What you are asked to do:
Word for word, restate the entries below and exclude every image.

Material shown:
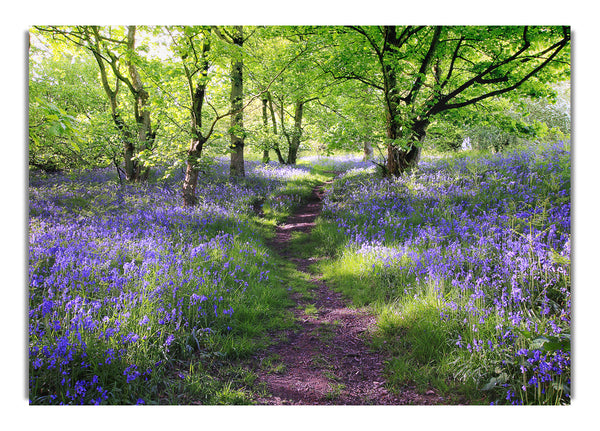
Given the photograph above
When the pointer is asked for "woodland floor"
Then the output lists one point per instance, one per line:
(327, 361)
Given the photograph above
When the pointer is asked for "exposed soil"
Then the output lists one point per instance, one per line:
(327, 361)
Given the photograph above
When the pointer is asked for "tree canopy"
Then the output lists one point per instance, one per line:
(143, 96)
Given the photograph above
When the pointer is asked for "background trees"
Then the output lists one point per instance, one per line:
(278, 88)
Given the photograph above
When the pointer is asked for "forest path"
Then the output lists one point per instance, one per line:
(327, 360)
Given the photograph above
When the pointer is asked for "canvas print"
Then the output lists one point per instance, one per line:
(299, 215)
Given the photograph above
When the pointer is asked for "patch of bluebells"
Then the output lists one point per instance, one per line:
(119, 276)
(492, 235)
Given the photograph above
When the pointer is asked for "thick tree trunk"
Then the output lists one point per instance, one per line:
(296, 134)
(236, 167)
(401, 159)
(191, 172)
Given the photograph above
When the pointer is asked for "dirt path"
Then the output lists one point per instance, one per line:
(327, 360)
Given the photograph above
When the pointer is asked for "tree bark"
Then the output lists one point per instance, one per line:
(145, 138)
(296, 133)
(266, 130)
(198, 139)
(236, 167)
(404, 137)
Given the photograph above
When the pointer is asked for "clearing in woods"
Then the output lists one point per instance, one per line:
(327, 361)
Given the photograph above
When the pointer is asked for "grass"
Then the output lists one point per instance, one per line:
(496, 343)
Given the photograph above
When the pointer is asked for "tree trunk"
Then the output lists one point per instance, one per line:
(191, 172)
(198, 140)
(145, 136)
(236, 167)
(296, 134)
(274, 121)
(266, 130)
(401, 159)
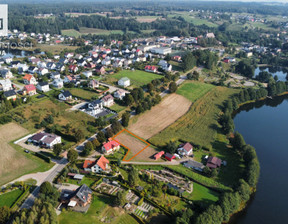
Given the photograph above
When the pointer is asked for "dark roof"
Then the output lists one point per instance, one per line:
(194, 164)
(82, 192)
(213, 162)
(43, 83)
(9, 93)
(66, 93)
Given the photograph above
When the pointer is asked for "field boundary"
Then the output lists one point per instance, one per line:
(125, 130)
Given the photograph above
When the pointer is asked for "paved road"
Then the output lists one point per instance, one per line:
(47, 176)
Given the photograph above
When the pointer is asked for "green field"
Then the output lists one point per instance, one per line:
(199, 125)
(83, 94)
(194, 90)
(137, 78)
(99, 209)
(9, 198)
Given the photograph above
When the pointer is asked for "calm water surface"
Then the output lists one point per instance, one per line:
(264, 125)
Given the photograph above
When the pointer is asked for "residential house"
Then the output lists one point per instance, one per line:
(119, 94)
(6, 85)
(29, 90)
(87, 74)
(10, 95)
(125, 82)
(194, 165)
(43, 71)
(100, 70)
(98, 166)
(69, 78)
(73, 68)
(95, 105)
(169, 156)
(108, 100)
(32, 69)
(51, 65)
(6, 74)
(81, 197)
(110, 147)
(158, 155)
(58, 83)
(185, 149)
(43, 86)
(149, 68)
(213, 162)
(65, 96)
(45, 140)
(93, 84)
(55, 75)
(29, 79)
(8, 60)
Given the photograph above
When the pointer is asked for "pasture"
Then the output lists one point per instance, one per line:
(137, 78)
(193, 90)
(139, 150)
(199, 125)
(15, 163)
(159, 117)
(99, 210)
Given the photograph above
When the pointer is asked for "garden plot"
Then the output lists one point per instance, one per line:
(169, 177)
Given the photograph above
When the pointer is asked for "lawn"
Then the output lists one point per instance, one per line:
(23, 163)
(137, 78)
(193, 90)
(201, 193)
(35, 112)
(9, 198)
(83, 94)
(99, 209)
(199, 125)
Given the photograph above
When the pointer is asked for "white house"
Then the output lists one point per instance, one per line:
(6, 85)
(120, 93)
(43, 86)
(58, 83)
(185, 149)
(87, 74)
(65, 96)
(108, 100)
(98, 166)
(124, 82)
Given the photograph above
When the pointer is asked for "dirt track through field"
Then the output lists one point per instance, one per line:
(10, 160)
(135, 145)
(161, 116)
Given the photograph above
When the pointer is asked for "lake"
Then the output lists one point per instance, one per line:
(264, 125)
(280, 72)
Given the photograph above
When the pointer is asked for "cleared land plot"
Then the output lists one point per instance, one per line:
(194, 90)
(137, 78)
(83, 94)
(135, 146)
(14, 163)
(99, 212)
(199, 125)
(9, 198)
(159, 117)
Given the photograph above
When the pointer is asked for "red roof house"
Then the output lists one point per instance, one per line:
(159, 155)
(169, 156)
(30, 90)
(149, 68)
(213, 162)
(110, 146)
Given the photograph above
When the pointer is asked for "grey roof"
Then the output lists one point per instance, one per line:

Response to the task:
Given the photograph above
When the pointer is asked for "woodland floor"
Then the output lists one point per instance, one per line:
(327, 361)
Given the photograph above
When the pointer is asked for "exposed soil"
Then the output lists one point per instance, one per line:
(327, 361)
Given the photograph above
When the pointer is asked for "tree canopy"
Then the output lists one point per instance, one per line:
(143, 96)
Given the photograph above
When the pointer is asked for "background trees"
Then the output lists one point per instance, one per line:
(278, 88)
Given the photograph above
When the pointer is asked for "forest path"
Then the output lists one point per instance, one per line:
(327, 360)
Given the photograph above
When the pointer is asked for "canvas print"
Then the output lists one point per instance, one per line:
(299, 215)
Given the photograph above
When the pointer is asked for "patch of bluebells"
Then the output lists one point per instance, one per line:
(119, 276)
(492, 235)
Given the photograph above
When the pointer is asked for "thick tree trunk"
Then the output lists one point per instance, one per line:
(296, 134)
(236, 167)
(401, 159)
(191, 172)
Given the photograph above
When the pointer is asked for "dirt path"
Then the output lists one point per instance, one per line:
(327, 360)
Given the photograph above
When the pointer is asked for "tree bark"
Then the output lists one point per instance, one per line:
(145, 138)
(296, 133)
(266, 130)
(198, 139)
(236, 167)
(404, 137)
Given the photograph above
When the pointer is asked for "clearing in woods"
Then the output lists one point per instance, one per line:
(327, 361)
Given the photograph above
When the pointer is asked for "grass"
Then the output lists one point per instance, one per line:
(496, 343)
Given the photograph above
When the pointer is asked for "tree trunk"
Then the output lists one point per instance, one per line:
(191, 172)
(198, 140)
(145, 136)
(236, 167)
(296, 134)
(274, 121)
(266, 130)
(401, 159)
Given the photograph above
When the pointer is asked for "dark roof"
Then the output lists one point per instance, one per line:
(194, 164)
(82, 192)
(213, 162)
(43, 83)
(9, 93)
(66, 93)
Given the photograph above
When the pointer is asked for "field boundary"
Then the output lists one point per instance, one per line:
(125, 130)
Given the photograph above
When the pointer is asked for "paved road"
Then the output lists one point per instance, one per line:
(47, 176)
Given the photograph above
When the pointer is asked for "green field"
Then the output lists one point per instance, one per line:
(199, 125)
(83, 94)
(194, 90)
(137, 78)
(99, 209)
(9, 198)
Given the photograph above
When the pointer is asked for "calm water surface"
Then the output lists one point per instance, one per line:
(264, 125)
Given the photograph above
When the pointer is asked for "residential house"
Then the output lists one point per instance, one per line:
(119, 94)
(6, 85)
(29, 90)
(87, 74)
(10, 95)
(125, 82)
(194, 165)
(43, 71)
(100, 70)
(98, 166)
(69, 78)
(73, 68)
(95, 105)
(169, 156)
(108, 100)
(32, 69)
(51, 65)
(6, 74)
(81, 197)
(110, 147)
(158, 155)
(58, 83)
(185, 149)
(43, 86)
(149, 68)
(213, 162)
(65, 96)
(45, 140)
(93, 84)
(55, 75)
(29, 79)
(8, 60)
Given the photograph above
When the pointer is asked for "pasture"
Then the output lists one point per instance, one per line:
(137, 78)
(193, 90)
(139, 150)
(199, 125)
(15, 163)
(159, 117)
(99, 210)
Given the photograph above
When the pointer is asked for "garden plot"
Then the output lists one point per instance, one per line:
(169, 177)
Given the photograph above
When the pointer is asked for "lawn"
Then the output lists one point per instance, one per line:
(23, 163)
(137, 78)
(193, 90)
(201, 193)
(35, 112)
(9, 198)
(83, 94)
(99, 209)
(199, 125)
Given the photograph above
When the pointer is asked for "white house"
Then the output lists one point per instance, one per line:
(6, 85)
(120, 93)
(43, 86)
(58, 83)
(185, 149)
(87, 74)
(65, 96)
(108, 100)
(98, 166)
(124, 82)
Given the photograph above
When the pointer is asked for "dirt track through field"
Then the output lists one point per instance, one per line:
(10, 160)
(135, 145)
(161, 116)
Given the photograph above
When the pointer is asked for "lake"
Then the output lists one point per instance, one per line:
(264, 125)
(280, 72)
Given the photograph above
When the pointer is asked for "cleared land plot"
Then the output lists one point per instance, one per line:
(194, 90)
(137, 78)
(83, 94)
(135, 146)
(14, 163)
(99, 212)
(199, 125)
(9, 198)
(159, 117)
Given the photograph above
When the pointer is asked for "red roof house"
Then the output lists one point per instance, one per line:
(159, 155)
(169, 156)
(30, 90)
(149, 68)
(213, 162)
(110, 146)
Given the photograph above
When the pointer is asked for "grey roof"
Then the output lists one point per instance, one per line:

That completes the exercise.